● **REQUIRED WORK**:
- 1) Extract a passage from the Daniel Pearl kidnapping article, starting at the words "Officials quickly cast" and ending after the words "was still alive.".
- 2) Continue the Daniel Pearl kidnapping article from the point where it stops.

● **SOURCE TEXT**:
════════

Friday, February 15, 2002

Sheikh admits to kidnapping, says journalist is dead
By Kathy Gannon
Associated Press

KARACHI, Pakistan — A British-born Muslim militant admitted Thursday to kidnapping Wall Street Journal correspondent Daniel Pearl and said he believed the journalist is dead. Officials dismissed the militant’s claim, and the Journal said it remained confident Pearl is alive.

“As far as I understand, he’s dead,” Ahmed Omar Saeed Sheikh said in a courthouse in the southern Pakistani city of Karachi, where Pearl disappeared on Jan. 23 while investigating a story on Islamic militants. Saeed said he carried out the kidnapping of “my own free will,” adding: “I don’t want to defend this case. I did this.”

The 27-year-old Saeed has a history of kidnapping Westerners. He appeared in court Thursday sullen, bespectacled and surrounded by police with machine guns, helmets and bulletproof vests.

He was formally charged with kidnapping and ordered jailed for two more weeks.

Officials quickly cast doubt on Saeed’s statement about Pearl’s death. He gave no details on where or when the 38-year-old journalist was allegedly killed, and just a day earlier, police said, he had told them Pearl was still alive.

In Washington, Pakistani President Pervez Musharraf said his government does not believe Saeed because he has been “saying something one day and another thing on the other day.”

════════

● **GIVEN INFORMATION**:
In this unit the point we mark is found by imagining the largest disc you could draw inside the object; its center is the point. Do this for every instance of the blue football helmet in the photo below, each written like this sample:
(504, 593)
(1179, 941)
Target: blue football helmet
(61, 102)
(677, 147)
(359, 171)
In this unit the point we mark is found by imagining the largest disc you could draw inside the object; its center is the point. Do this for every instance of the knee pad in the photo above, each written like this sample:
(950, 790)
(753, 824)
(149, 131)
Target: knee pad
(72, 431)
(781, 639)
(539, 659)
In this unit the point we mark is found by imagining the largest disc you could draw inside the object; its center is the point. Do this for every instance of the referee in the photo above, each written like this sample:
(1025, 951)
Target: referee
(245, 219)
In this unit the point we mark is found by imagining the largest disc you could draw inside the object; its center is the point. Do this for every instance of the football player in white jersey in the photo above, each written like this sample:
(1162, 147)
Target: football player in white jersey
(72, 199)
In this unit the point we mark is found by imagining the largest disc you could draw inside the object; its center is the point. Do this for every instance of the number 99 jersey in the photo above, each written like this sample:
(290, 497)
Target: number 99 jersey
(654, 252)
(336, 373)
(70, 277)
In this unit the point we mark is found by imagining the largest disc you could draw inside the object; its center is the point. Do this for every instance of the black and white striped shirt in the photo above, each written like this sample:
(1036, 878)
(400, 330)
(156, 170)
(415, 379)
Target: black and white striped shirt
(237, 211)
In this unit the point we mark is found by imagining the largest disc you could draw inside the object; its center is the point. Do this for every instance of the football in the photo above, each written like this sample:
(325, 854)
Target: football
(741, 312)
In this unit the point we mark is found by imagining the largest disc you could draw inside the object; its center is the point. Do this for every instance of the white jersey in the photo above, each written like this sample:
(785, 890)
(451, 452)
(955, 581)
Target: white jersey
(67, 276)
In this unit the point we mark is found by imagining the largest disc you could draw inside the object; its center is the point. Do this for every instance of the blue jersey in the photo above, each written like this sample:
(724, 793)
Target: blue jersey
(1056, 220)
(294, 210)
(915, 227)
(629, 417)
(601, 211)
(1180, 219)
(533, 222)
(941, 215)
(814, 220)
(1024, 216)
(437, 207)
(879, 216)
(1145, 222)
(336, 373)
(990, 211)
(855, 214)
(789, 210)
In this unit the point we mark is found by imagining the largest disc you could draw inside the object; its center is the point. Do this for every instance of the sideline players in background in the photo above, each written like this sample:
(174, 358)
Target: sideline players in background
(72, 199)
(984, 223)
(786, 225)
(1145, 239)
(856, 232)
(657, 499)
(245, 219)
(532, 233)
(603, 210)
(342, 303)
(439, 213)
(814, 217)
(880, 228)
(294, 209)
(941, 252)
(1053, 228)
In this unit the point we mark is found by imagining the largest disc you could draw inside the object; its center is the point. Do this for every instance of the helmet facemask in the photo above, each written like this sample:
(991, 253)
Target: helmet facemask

════════

● **RESULTS OF THE EXERCISE**:
- 1)
Officials quickly cast doubt on Saeed’s statement about Pearl’s death. He gave no details on where or when the 38-year-old journalist was allegedly killed, and just a day earlier, police said, he had told them Pearl was still alive.

- 2)
“We are putting all kinds of pressure,” Musharraf said after a meeting Thursday with U.S. lawmakers. He said intelligence agencies in Pakistan and the FBI are doing their “utmost” to secure Pearl’s release.

Interior Minister Moinuddin Haider also dismissed Saeed’s claim.

“Until the body is found we cannot believe what Omar is saying,” Haider said. “We need proof or evidence. We will continue to work on him, grind him, ask him ’where was Pearl kept? Where is his body?’ Omar himself admitted he masterminded and planned this crime.”

Pearl’s wife, Mariane, who is six months pregnant with the couple’s first child, pleaded for her husband’s release in a letter to his captors.

“As you know, Danny is an innocent man, a journalist who has come to you as a guest with an open mind and the sole objective of writing about your views for a global audience,” she wrote.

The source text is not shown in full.